» Provided data:
---
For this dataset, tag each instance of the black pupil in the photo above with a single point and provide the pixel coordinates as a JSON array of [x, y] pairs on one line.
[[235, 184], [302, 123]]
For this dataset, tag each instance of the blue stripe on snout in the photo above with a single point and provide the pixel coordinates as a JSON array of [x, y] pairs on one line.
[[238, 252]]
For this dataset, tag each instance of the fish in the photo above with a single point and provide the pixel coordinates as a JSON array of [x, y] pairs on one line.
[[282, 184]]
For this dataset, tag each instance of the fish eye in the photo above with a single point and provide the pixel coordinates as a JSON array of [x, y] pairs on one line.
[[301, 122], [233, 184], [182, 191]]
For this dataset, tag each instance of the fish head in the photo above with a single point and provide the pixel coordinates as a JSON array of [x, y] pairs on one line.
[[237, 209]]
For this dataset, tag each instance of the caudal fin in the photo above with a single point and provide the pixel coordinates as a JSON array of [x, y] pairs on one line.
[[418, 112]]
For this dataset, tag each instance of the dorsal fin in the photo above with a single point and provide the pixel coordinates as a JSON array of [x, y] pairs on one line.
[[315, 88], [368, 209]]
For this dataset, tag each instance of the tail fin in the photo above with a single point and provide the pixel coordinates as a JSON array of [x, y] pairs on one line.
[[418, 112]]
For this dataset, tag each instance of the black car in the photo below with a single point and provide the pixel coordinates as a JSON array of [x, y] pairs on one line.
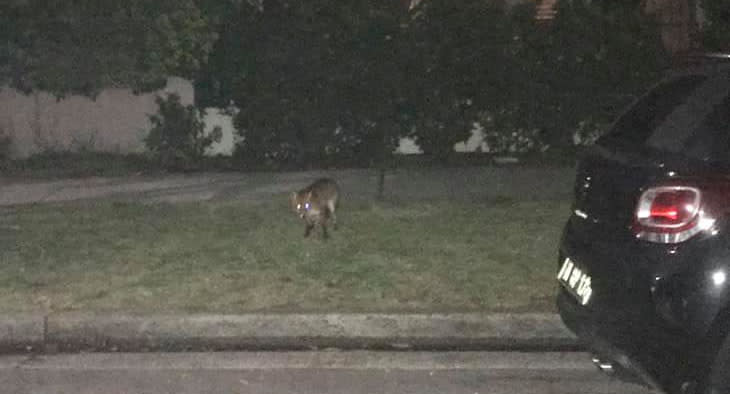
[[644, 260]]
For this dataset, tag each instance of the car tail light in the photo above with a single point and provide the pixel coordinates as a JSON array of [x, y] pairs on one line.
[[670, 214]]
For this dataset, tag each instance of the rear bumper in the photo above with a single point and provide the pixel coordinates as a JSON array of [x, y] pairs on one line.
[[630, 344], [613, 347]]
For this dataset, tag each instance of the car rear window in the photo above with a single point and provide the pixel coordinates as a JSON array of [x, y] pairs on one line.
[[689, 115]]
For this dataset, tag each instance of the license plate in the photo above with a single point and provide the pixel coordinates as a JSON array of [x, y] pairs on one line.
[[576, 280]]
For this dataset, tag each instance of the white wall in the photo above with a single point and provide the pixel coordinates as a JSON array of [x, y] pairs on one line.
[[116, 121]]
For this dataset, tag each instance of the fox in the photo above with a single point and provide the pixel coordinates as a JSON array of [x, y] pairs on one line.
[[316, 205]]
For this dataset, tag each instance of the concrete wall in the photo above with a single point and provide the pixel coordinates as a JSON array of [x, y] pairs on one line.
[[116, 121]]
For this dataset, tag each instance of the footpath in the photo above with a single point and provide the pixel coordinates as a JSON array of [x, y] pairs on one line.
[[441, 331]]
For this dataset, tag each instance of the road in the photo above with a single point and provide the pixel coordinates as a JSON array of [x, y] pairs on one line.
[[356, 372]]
---
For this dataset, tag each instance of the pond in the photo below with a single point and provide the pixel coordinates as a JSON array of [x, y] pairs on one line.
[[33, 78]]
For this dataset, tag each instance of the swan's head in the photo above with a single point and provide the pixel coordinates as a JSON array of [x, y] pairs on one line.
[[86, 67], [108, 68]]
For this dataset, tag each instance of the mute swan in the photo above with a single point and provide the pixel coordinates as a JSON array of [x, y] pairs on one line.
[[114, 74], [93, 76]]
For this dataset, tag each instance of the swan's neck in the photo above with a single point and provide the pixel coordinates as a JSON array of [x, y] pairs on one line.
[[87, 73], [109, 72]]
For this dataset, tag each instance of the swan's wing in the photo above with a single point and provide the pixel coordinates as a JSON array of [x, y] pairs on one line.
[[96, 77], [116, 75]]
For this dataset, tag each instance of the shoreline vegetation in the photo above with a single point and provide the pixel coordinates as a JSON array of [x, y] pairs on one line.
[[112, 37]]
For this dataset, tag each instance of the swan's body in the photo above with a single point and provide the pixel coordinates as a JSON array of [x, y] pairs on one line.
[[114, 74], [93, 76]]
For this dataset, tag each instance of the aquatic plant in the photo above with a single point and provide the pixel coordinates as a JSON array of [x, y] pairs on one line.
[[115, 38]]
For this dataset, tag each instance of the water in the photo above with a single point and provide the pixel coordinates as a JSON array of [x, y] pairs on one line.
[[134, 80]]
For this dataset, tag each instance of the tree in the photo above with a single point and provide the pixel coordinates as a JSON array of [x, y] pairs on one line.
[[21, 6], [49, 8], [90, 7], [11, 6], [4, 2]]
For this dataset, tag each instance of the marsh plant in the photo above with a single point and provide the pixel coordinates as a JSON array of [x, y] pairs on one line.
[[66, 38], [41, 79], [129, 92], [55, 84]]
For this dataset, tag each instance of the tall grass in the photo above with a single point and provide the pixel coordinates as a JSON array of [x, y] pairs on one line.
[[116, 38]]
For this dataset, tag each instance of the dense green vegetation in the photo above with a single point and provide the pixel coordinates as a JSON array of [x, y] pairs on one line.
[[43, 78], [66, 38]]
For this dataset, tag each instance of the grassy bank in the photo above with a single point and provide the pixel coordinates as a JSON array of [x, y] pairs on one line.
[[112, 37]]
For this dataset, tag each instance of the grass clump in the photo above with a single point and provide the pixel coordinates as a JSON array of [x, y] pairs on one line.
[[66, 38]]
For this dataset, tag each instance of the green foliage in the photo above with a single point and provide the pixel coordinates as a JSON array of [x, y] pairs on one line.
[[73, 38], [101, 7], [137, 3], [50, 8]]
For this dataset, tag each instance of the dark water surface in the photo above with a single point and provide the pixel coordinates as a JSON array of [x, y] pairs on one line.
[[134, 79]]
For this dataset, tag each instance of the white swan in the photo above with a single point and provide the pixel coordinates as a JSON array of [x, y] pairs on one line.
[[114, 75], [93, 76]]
---
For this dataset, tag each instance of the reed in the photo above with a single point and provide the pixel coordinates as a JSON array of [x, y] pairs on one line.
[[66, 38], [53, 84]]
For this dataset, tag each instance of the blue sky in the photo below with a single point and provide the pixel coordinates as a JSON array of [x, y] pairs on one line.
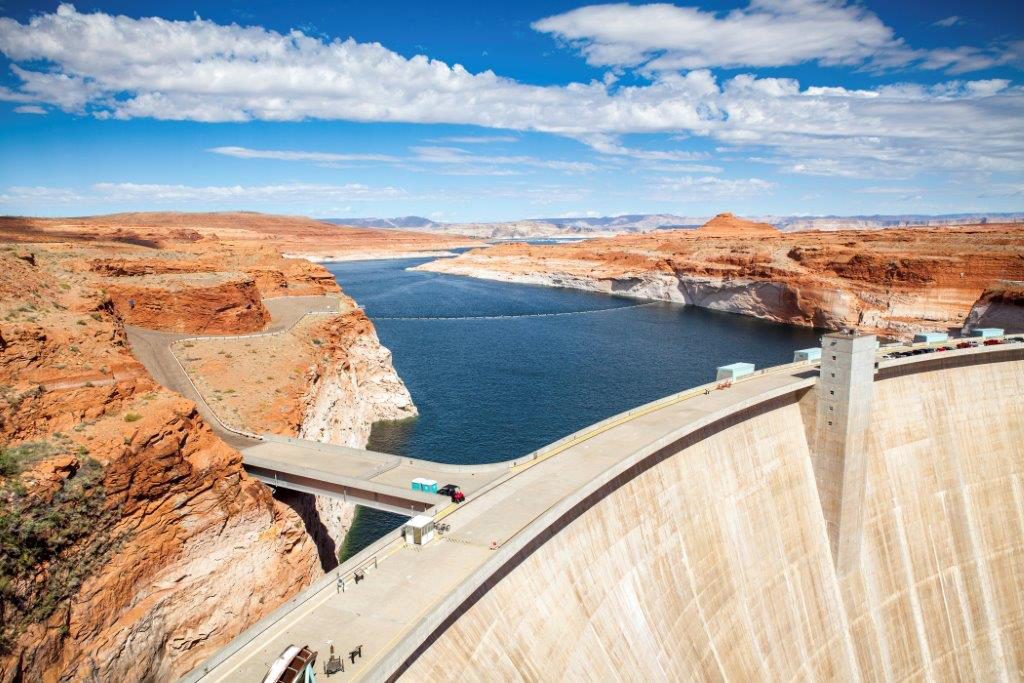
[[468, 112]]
---
Copy the listing from the line containing "For this dataset, tag each instance of the footpath" through the line containing "[[441, 331]]", substituting "sidewalk" for "footpath" and leaving every other character as it stands.

For this dataset, tag each instance of the sidewalk in the photo above with a single point and provide the pixel coordinates as a JSON array of [x, y] pairs on one line.
[[441, 331]]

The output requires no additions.